◆ **Input**
*** Block opens ***

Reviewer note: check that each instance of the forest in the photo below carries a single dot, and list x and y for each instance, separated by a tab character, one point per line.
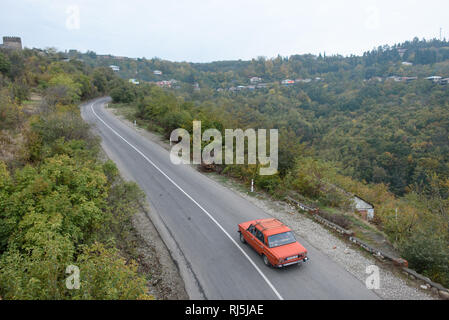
346	125
355	125
62	205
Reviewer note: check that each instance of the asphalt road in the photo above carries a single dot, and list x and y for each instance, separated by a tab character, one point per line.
198	218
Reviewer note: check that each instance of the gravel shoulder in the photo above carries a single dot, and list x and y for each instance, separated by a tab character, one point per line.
394	285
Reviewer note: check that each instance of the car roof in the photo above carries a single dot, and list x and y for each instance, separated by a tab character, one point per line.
271	226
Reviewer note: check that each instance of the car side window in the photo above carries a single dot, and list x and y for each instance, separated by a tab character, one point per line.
259	235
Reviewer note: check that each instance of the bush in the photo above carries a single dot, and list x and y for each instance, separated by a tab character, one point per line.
428	253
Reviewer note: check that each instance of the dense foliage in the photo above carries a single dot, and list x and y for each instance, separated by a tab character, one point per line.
354	125
59	204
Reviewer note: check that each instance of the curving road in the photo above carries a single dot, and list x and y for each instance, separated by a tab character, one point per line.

*** Block closes ***

◆ **Exercise**
Omit every image. Quote each record exactly.

◆ **Result of the task**
Reviewer note: check that each instance of the forest in the photo below carries a single dot, and list x and y for each instance, separated by a tab character, one point per line.
346	125
355	125
62	205
Reviewer note: check that each instance of the asphalt road in the photo above carries a single dot, and list x and y for each instance, separated by a tab character, one point per line.
198	218
Reviewer note: check that each instance of the gravel shoulder in the photo above carries a single dot, and list x and y for each instance, separated by a tab character, one point per line.
394	285
Reviewer note: check that each instance of the car roof in the photo above carries a single dot, and list x and y for each instance, separated by a tab character, one point per line.
271	226
Reviewer note: check that each instance of the car side window in the photo above carries a single dot, and list x and y for each instance, separated by a tab character, one point per line.
259	235
Reviewer note: check that each instance of the bush in the photo above carries a single dot, and list x and y for each instance, separated by a tab character, one point per line.
428	253
Reviewer note: check that each instance of the dense foliage in the photo above carries a single dot, and list x and y for each instance, separated by a tab character, one point per line.
354	125
59	204
Reviewer note: check that each instance of the curving road in the photo above carries a single dot, and list x and y for each instance, separated by a tab character, one point per line.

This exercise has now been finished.